(Source records)
***

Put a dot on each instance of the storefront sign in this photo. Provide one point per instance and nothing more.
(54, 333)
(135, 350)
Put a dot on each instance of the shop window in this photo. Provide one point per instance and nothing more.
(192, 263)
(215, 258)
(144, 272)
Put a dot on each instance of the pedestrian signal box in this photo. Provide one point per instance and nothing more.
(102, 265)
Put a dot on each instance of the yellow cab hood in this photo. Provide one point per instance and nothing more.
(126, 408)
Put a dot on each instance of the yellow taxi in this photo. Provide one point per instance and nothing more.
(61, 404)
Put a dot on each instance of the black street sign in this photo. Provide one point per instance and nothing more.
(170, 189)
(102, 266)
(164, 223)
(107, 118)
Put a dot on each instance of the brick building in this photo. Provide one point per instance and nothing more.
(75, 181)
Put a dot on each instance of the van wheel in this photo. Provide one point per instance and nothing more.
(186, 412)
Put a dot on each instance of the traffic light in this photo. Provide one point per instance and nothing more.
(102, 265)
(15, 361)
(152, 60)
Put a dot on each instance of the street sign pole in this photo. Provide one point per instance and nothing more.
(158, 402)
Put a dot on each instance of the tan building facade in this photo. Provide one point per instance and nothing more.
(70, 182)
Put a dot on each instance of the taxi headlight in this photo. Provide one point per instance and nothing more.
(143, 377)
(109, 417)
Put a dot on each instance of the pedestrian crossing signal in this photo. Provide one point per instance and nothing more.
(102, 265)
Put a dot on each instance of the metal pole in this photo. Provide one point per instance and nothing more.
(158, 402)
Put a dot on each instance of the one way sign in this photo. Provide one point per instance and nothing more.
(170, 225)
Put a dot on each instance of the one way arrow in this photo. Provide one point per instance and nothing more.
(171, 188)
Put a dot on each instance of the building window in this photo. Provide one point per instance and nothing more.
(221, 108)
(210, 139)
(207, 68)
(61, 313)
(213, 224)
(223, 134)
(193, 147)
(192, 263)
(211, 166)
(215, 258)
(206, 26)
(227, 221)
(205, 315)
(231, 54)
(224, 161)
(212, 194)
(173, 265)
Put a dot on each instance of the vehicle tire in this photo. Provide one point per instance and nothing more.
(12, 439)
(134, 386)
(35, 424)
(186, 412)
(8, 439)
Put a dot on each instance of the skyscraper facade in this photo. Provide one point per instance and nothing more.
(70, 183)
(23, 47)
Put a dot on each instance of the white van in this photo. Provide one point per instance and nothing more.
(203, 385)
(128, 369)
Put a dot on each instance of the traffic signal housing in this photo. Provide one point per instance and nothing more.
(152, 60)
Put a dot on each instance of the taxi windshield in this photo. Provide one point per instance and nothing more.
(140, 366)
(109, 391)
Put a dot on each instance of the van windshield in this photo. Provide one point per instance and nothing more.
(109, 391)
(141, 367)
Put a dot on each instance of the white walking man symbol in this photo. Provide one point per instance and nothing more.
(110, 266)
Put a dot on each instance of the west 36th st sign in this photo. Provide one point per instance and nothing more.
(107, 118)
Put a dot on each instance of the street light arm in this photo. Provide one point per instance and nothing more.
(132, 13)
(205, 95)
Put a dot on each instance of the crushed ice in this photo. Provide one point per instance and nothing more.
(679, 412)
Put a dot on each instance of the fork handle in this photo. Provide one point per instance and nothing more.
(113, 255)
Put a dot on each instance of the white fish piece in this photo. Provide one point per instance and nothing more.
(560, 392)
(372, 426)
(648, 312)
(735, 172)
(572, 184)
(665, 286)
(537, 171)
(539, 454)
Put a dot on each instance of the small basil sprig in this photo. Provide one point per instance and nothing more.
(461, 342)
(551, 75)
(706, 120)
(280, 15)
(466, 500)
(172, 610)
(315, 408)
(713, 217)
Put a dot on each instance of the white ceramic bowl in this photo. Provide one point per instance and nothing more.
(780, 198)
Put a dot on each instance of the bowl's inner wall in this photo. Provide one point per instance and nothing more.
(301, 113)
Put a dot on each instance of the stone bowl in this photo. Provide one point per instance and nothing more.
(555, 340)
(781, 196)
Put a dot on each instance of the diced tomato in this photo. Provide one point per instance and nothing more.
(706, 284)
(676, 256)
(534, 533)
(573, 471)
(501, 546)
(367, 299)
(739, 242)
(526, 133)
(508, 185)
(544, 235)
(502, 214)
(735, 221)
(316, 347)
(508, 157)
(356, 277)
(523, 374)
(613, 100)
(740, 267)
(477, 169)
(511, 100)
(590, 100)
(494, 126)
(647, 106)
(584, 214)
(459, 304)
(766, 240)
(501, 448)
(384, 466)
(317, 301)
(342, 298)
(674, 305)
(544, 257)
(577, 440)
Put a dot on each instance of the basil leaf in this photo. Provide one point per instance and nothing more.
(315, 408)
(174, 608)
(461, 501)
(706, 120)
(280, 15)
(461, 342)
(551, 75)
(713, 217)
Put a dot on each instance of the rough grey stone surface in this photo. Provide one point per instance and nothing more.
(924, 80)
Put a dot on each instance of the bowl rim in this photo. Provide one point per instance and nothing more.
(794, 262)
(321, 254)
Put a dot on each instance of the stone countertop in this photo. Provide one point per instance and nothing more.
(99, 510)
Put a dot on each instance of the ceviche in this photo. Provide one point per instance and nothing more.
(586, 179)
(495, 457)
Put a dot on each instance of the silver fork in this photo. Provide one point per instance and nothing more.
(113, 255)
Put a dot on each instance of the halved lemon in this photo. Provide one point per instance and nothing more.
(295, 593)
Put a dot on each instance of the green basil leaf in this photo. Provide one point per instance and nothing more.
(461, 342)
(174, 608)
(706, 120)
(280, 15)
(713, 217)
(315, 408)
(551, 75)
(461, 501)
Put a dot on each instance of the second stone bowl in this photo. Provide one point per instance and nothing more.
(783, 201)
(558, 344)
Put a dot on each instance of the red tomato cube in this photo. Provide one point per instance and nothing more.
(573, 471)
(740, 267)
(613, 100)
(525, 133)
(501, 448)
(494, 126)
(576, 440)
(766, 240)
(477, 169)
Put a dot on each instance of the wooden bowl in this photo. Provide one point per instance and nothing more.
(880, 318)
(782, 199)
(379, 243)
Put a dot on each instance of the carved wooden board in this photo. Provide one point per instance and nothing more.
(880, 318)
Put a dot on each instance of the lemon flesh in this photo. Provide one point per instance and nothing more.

***

▶ _EXERCISE_: Write out exactly the lines starting with the one that holds "Put a dot on each instance of the red" and running through the last line above.

▶ _RESPONSE_:
Put a dot on each instance of the red tomato cube in this photo. Provide one point per instance and nothing more.
(573, 471)
(740, 267)
(613, 100)
(525, 133)
(501, 448)
(494, 126)
(576, 440)
(766, 240)
(477, 169)
Put a dot on each instance of the wooden bowl in this photo. Provide one point per instance and nothing more.
(880, 318)
(782, 199)
(379, 243)
Put a dot on each instance of the carved wooden board in this photo. Provide one point per instance and nothing more.
(880, 318)
Put a dot on each instance of the lemon flesh in this photo. Provide one point per instance and nothing more.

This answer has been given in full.